**To do**
What follows is a set of entries. Give them again exactly, without the pictures.

BEGIN Given data

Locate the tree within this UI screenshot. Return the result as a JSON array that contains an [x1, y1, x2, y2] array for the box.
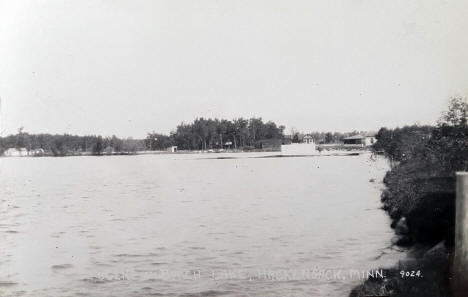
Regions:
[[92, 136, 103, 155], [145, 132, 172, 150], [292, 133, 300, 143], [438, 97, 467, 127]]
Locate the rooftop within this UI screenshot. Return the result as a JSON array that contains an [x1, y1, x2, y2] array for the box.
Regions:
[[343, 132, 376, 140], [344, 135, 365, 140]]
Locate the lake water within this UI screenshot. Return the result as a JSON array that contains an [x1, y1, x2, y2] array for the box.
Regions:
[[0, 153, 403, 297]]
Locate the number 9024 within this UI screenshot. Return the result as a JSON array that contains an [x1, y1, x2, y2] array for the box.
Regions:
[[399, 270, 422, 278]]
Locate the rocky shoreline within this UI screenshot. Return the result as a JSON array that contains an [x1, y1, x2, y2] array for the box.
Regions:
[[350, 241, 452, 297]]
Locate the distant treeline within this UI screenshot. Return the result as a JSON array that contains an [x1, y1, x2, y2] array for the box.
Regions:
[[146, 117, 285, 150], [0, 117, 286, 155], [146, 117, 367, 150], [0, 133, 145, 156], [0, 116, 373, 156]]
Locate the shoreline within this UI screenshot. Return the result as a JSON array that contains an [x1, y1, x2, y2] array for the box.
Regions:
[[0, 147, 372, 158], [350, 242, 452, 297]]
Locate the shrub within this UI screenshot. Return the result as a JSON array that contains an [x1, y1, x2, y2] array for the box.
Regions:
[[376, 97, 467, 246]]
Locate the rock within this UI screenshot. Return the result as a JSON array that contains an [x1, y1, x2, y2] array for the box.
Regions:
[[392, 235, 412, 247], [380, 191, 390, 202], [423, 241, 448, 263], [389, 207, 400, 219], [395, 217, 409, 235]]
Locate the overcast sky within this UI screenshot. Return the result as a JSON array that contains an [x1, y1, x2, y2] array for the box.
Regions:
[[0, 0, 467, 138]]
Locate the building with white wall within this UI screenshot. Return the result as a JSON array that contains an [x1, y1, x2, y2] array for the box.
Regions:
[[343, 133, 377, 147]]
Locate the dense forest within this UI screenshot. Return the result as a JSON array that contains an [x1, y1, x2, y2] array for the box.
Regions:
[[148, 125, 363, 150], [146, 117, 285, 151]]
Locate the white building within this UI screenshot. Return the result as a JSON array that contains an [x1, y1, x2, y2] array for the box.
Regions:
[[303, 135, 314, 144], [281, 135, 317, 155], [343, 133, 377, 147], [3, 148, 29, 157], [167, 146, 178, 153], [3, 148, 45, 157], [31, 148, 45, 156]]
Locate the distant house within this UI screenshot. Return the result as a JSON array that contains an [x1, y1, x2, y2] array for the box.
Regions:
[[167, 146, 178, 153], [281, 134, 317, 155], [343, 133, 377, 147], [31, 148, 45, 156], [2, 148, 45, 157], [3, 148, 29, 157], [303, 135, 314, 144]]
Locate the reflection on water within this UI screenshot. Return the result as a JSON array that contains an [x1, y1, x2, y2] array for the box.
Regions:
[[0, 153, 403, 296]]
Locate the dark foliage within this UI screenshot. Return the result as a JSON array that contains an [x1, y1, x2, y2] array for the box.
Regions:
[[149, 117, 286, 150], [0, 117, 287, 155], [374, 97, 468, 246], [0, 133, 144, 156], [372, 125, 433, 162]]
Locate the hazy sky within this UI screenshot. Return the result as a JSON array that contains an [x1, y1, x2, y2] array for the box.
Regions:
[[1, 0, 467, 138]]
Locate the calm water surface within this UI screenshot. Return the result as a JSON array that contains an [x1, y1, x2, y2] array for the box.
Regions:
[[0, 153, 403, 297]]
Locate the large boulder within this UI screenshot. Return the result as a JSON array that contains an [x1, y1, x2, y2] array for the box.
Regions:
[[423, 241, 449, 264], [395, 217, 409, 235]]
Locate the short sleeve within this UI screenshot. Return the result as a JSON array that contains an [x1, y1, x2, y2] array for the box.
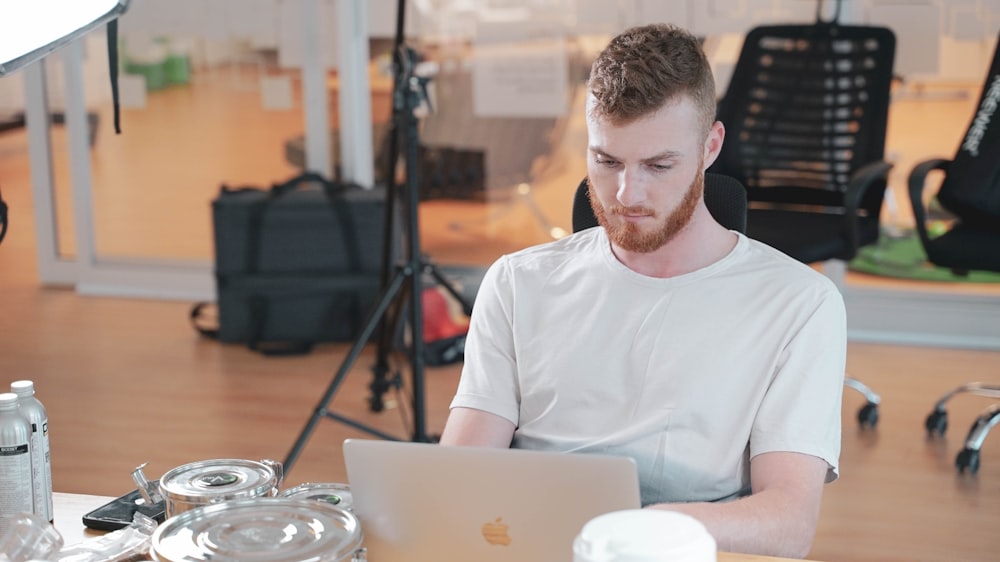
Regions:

END Given data

**Result of the task**
Locate the tree within this UI screenshot. Return the result as a JSON array that contains an [x1, y1, x2, y2] array for the box.
Regions:
[[92, 136, 103, 155], [145, 132, 172, 150], [292, 133, 300, 143], [438, 97, 467, 127]]
Locate the rooftop within this UI screenshot. Return the result as a JSON array that contains an [x1, y1, x2, y2] array for the box.
Regions:
[[343, 132, 376, 140], [344, 135, 365, 140]]
Locate the lake water within this UI screenshot. Return the result as a JSON array that contains an [x1, y1, x2, y2] array for the box.
Regions:
[[0, 153, 403, 297]]
Locate the number 9024 within this UI screenshot. Return the result as a JSON array that contains an [x1, y1, x2, y2] array for the box.
Regions:
[[399, 270, 422, 278]]
Locate the rocky shoreline within this UI screenshot. Return the result as a JSON array that contains an [x1, y1, x2, y2] array for the box.
Regions:
[[350, 241, 452, 297]]
Locate the distant treeline within this UI screenshot. Return the result as a JSON array that contains an [x1, y1, x2, y2] array for the box.
Regions:
[[146, 117, 285, 150], [0, 117, 286, 155], [146, 117, 367, 150], [0, 133, 145, 156], [0, 116, 373, 156]]
Locate the shoreline within this UI screenshot. Return the result as a JSON array that contains an [x1, y1, x2, y2] array for the box.
Regions:
[[0, 147, 372, 158], [350, 242, 452, 297]]
Locate the shrub within this UI screenshot. Return the result as a JSON array that contains an [x1, y1, x2, y2] array for the box.
Regions:
[[376, 97, 467, 246]]
Locate the rock within this UI screenshot. Return the result as a JSON array that contains an [x1, y1, x2, y2] array for the box.
Regions:
[[392, 235, 412, 247], [380, 191, 390, 202], [423, 241, 448, 263], [389, 207, 400, 219], [395, 217, 409, 235]]
Locate the overcast sky within this UI screenshot. Return the result as a JSON array that contains an [x1, y1, x2, y2] array for the box.
Regions:
[[0, 0, 467, 138]]
Locate the building with white wall within this UI screenshot. Return the result as a JSON array that contains an [x1, y1, x2, y2] array for the box.
Regions:
[[343, 133, 377, 147]]
Locate the dense forest within this UI screenshot. Return the result as a JSON array that contains an [x1, y1, x2, y2] array for the box.
Regions:
[[148, 125, 363, 150], [146, 117, 285, 151]]
Locate the white building within this UI screenshot. Return the result as a JSON array that contains an [x1, y1, x2, y2] array for the box.
Regions:
[[303, 135, 314, 144], [281, 135, 317, 155], [343, 133, 377, 147], [3, 148, 29, 157], [167, 146, 178, 153], [3, 148, 45, 157], [31, 148, 45, 156]]
Locate the distant house within this UI screenshot. Return the result as a JSON array that contains an [x1, y1, x2, y2] array for the box.
Regions:
[[167, 146, 178, 153], [281, 134, 317, 155], [343, 133, 377, 147], [31, 148, 45, 156], [2, 148, 45, 157], [3, 148, 29, 157], [303, 135, 314, 144]]
Locate the reflection on water within this UI screenshot. Return the result as a JSON array that contains an [x1, y1, x2, y2] array for the box.
Regions:
[[0, 153, 403, 296]]
Locate the dark foliage within this UI screenshot. Return the result as a JSON array that contains an [x1, y1, x2, y2] array for the box.
Regions:
[[149, 117, 286, 150], [0, 117, 287, 155], [374, 97, 468, 246], [0, 133, 144, 156], [372, 125, 433, 162]]
Locate the hazy sky within this UI screenshot. Return the result as a JSON array that contains an [x1, y1, x2, y2] array for the box.
Regions:
[[1, 0, 467, 138]]
Locate the calm water surface within this UI screenshot. Return the result as a JSON array that contains an [x1, y1, x2, y2] array for the box.
Regions:
[[0, 153, 403, 297]]
Locate the large boulder within this UI screenshot. Return the result as a JSON array that contains an [x1, y1, x2, y2] array for the box.
Regions:
[[423, 241, 449, 264], [395, 217, 409, 235]]
Locate the short sleeve within this UI screenshot. Return the result as a JSON array that contains an [x1, y1, x2, y2] array for the box.
Regions:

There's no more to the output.